● **RECORDED DATA**:
========================================================================

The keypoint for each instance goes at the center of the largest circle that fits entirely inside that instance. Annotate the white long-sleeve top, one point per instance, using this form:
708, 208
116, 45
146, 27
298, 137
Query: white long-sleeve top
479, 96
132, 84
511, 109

========================================================================

● **WHAT YOU WILL DO**: Rewrite the material above with every "long-sleeve" changed to "short-sleeve" and everything else left as it is.

● **WRITTEN SOLUTION**:
The keypoint for each instance goes at the center of the largest circle that fits entirely inside that instance. Annotate the white short-sleeve top, one point per instance, using this form:
708, 208
116, 45
146, 27
298, 137
Query: white short-sleeve top
479, 96
132, 84
511, 109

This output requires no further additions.